- What you need to do
Please arrange the listing, from the line with "target | chapel facade" up to and including its last line, as a two-column CSV with the columns request and answer. Give one row per request, put each field in quotes with any line breaks turned into spaces, and leave out the pictures.

Coordinate labeling listing:

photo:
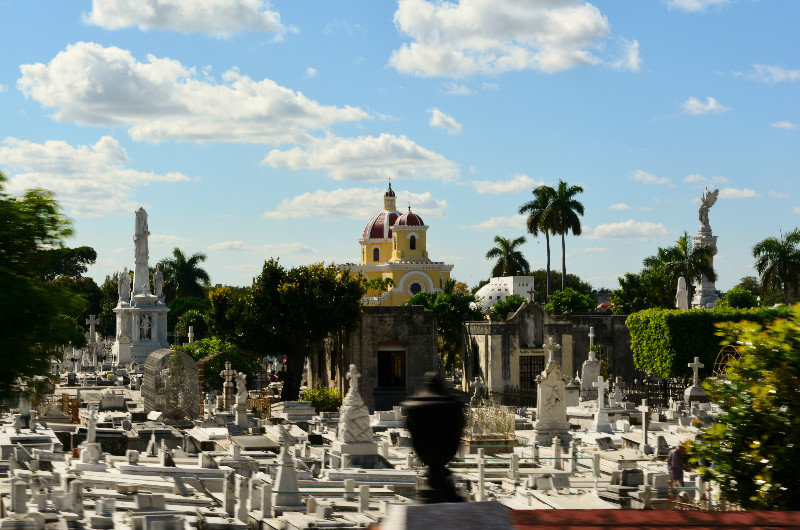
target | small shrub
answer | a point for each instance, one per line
(323, 398)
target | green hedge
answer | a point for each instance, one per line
(664, 341)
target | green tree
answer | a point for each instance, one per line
(510, 261)
(778, 261)
(290, 310)
(640, 291)
(451, 306)
(38, 317)
(683, 259)
(751, 450)
(540, 220)
(503, 308)
(183, 276)
(569, 301)
(564, 213)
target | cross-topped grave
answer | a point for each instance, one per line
(552, 349)
(601, 385)
(695, 366)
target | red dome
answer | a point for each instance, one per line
(378, 227)
(409, 219)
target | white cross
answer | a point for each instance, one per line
(696, 365)
(601, 386)
(551, 346)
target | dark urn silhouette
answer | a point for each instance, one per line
(435, 419)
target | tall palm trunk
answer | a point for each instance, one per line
(549, 291)
(563, 263)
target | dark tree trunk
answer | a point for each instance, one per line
(547, 239)
(294, 373)
(563, 264)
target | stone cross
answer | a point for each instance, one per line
(550, 347)
(695, 366)
(644, 409)
(601, 386)
(92, 322)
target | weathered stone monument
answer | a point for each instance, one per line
(705, 294)
(171, 385)
(141, 315)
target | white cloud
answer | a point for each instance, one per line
(166, 239)
(647, 178)
(785, 125)
(456, 89)
(466, 37)
(89, 179)
(514, 184)
(769, 73)
(162, 99)
(630, 59)
(619, 206)
(352, 203)
(444, 121)
(694, 5)
(366, 158)
(629, 229)
(695, 107)
(282, 248)
(734, 193)
(214, 17)
(500, 224)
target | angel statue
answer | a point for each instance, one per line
(706, 202)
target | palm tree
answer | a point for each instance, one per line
(563, 214)
(778, 260)
(539, 220)
(510, 261)
(183, 276)
(683, 259)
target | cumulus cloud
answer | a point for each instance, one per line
(213, 17)
(785, 125)
(514, 184)
(352, 203)
(444, 121)
(734, 193)
(647, 178)
(90, 180)
(466, 37)
(366, 158)
(629, 229)
(500, 224)
(162, 99)
(770, 73)
(694, 5)
(282, 248)
(695, 107)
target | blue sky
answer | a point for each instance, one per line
(251, 129)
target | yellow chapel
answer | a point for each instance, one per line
(394, 245)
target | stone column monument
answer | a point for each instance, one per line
(141, 315)
(705, 294)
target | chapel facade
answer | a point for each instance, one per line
(394, 246)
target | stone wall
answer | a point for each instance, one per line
(397, 328)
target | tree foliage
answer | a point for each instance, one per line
(569, 301)
(38, 317)
(751, 452)
(778, 262)
(510, 261)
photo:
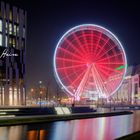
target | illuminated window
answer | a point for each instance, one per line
(10, 28)
(10, 15)
(23, 32)
(15, 29)
(0, 25)
(0, 39)
(5, 41)
(14, 42)
(6, 27)
(10, 42)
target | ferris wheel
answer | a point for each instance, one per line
(89, 60)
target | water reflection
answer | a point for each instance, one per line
(105, 128)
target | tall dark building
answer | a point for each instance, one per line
(12, 55)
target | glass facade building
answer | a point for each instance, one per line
(12, 55)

- Response for this exercise
request,answer
"target | chapel facade answer | a point for each instance, one per line","(394, 246)"
"target | stone wall answer | a point for each instance, one per line","(397, 328)"
"target | tree foliage answer | a point for each instance, one per line","(569, 301) (38, 317) (751, 452) (778, 262) (510, 261)"
"photo: target | illuminated window answer | a point for each instance, one per line","(10, 28) (10, 15) (23, 32) (15, 29) (0, 25) (0, 39) (5, 41) (14, 42) (6, 27) (10, 42)"
"target | ferris wheel answer | a point for each instance, one per line","(89, 60)"
"target | water reflection answer | a point for each instance, one per line","(105, 128)"
"target | tall dark building answer | a point for each instance, one per line","(12, 55)"
"target | glass facade building answer | a point for each instance, one per line","(12, 55)"